PARTS OF THE EXERCISE |
(a) Answer these about the forum thread on WDW eateries:
(i) In which restaurant was superdiz eating when the child threw water?
(ii) What does Anne say she would have asked the management to do?
(iii) What did the later poster once consider tacky?
(b) Write the next part of the forum thread on WDW eateries, picking up after its final line.

* Start QUOTED PASSAGE *

What is the most obnoxious thing that has ever happened to you in a WDW eatery??

superdiz said:
I won't be taking my babies to Le Chefs de France. :thumbsup2

Bistro, no. Chef's IMHO is family friendly.

I would have asked the management to move me though. No way I would have sat next to them after that.

Anne
 
superdiz said:
We were sitting and having a nice meal in Le Chefs de France when this family came in with a really rowdy/annoyed/overtired 3 year old. The kid yelled, screamed at the top of it's lungs, and then whipped the water they were trying to force it to take right at me, all over my nice skirt and freezing legs. They tried to make the child apologize, which I thought was nice, but she just kept crying and screaming at my direction. Nice restaurants should be children free. I won't be taking my babies to Le Chefs de France. :thumbsup2

Wow, this quote sounds like me and my wife about a year ago. While I agree that you should not take young children certain places, you will be surprised how your views on things will change. I used to think those little child leash things were tacky. I'm starting to think they might be a good idea after chasing DS around the house. :rotfl2:

But, I digress, on to the topic at hand....

* End QUOTED PASSAGE *
* Start DATASET EXCERPTS *

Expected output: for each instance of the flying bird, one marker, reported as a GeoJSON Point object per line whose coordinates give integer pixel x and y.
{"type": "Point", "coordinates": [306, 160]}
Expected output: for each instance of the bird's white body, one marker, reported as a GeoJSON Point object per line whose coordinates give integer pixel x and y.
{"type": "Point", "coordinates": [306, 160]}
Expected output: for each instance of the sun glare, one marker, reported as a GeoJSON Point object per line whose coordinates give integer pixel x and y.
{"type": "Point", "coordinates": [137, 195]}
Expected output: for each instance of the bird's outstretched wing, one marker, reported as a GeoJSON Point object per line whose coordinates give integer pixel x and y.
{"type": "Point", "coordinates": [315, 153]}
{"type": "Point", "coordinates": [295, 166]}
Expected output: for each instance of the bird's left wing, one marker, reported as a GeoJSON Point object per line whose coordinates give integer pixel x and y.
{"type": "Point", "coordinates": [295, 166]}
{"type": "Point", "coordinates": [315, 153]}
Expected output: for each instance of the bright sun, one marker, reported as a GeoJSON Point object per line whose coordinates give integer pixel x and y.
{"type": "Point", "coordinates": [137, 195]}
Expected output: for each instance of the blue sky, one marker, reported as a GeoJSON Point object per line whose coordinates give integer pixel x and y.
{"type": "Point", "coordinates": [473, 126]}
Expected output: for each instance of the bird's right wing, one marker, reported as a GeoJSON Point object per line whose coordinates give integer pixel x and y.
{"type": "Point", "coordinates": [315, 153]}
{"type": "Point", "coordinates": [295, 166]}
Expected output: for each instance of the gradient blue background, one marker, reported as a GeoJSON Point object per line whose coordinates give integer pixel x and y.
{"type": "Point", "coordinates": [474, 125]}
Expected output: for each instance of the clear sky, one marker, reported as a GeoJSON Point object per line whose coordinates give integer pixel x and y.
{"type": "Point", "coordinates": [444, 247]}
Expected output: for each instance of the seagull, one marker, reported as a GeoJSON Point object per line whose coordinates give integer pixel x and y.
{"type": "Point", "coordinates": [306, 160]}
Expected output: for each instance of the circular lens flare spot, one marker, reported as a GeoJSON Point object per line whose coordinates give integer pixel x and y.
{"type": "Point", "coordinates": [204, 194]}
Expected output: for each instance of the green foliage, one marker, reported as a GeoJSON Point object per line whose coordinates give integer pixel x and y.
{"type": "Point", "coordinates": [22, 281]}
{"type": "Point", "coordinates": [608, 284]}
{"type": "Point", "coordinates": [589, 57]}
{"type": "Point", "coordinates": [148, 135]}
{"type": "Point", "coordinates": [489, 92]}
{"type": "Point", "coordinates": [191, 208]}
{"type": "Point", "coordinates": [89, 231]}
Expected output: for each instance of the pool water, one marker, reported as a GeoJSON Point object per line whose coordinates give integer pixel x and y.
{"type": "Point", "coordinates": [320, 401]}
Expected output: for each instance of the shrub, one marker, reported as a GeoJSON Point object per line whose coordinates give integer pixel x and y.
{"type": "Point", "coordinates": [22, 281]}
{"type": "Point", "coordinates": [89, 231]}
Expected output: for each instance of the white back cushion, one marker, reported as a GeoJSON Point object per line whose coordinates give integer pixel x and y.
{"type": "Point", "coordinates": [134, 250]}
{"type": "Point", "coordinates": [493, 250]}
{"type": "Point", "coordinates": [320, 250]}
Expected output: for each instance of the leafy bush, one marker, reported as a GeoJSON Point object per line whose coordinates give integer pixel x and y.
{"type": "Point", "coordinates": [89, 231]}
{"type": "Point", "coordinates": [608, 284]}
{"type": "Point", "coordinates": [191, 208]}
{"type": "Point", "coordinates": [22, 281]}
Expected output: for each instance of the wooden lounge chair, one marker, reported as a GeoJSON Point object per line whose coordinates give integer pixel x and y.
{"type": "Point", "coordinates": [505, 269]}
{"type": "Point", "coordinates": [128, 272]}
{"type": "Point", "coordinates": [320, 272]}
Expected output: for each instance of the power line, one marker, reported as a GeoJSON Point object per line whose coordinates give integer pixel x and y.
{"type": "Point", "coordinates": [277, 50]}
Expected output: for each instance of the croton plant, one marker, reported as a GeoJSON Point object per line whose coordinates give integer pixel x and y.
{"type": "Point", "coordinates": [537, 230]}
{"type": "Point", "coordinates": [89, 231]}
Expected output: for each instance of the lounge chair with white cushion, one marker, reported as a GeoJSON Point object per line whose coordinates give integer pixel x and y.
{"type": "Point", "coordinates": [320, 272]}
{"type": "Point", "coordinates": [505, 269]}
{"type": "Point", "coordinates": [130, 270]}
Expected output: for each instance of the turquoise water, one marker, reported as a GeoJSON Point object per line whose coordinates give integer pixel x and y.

* End DATASET EXCERPTS *

EXPECTED RESULTS |
(a)
(i) Le Chefs de France
(ii) Move her
(iii) Little child leash things

(b)
DW and I were at WCC a few years ago (pre-children). We were sitting at the table next to the fireplace in the back room. There is a hidden mickey on the bottom of the mantle. A boy (roughly 10 yrs old) actually crawled under our table (on my wife's side - she was wearing a skirt) to look for the hidden mickey. Bobby (yes, the famous Bobby the Kid) was our waiter and he got the boy out from the table very quickly and showed him other hidden mickeys. Bobby then came back and apologized. I think the boy was oblivious, and I have no idea where his parents were. Looking back on it, it seems pretty funny. :rotfl:
 
Back in 1998, I took my DW (then DGF) to Disney for her first time. The second night we ate at the Coral Reef, more for the view than the food. Since it was her first trip, and my zillionth, I was doing my best to impress her. And it was working; she was having the time of her life.

So, back to dinner...
We get a nice romantic table right up against the glass. She was thrilled. Every now and then a small kid would come nearby to get a better look, but nothing egregious (heck, when I was a kid I'd have done the same thing). So our food is served (not the best meal, from what I recall), and as we're eating this small pack of kids surrounds us trying to get to the tank. So I look around for mom & dad to come save us. Yep, I figure out who they are and politely ask them to for a bit of help.

Mom says, and I quote, "Can't you two get up from the table so they can see? Disney is for kids you know!".

DW and I start to stand, before it sinks in. "Are you out of your mind?!?" I said, and then proceeded to lose a bit of my temper (especially after one of the kids took our bread basket to see what was inside) before the waitress and manager took over. The staff handled it well. I don't know what they said to the family, but we didn't hear another peep out of them. And they gave us free drinks & dessert (which I tried to refuse since it wasn't the restaurant's fault, but they were pretty darn insistent).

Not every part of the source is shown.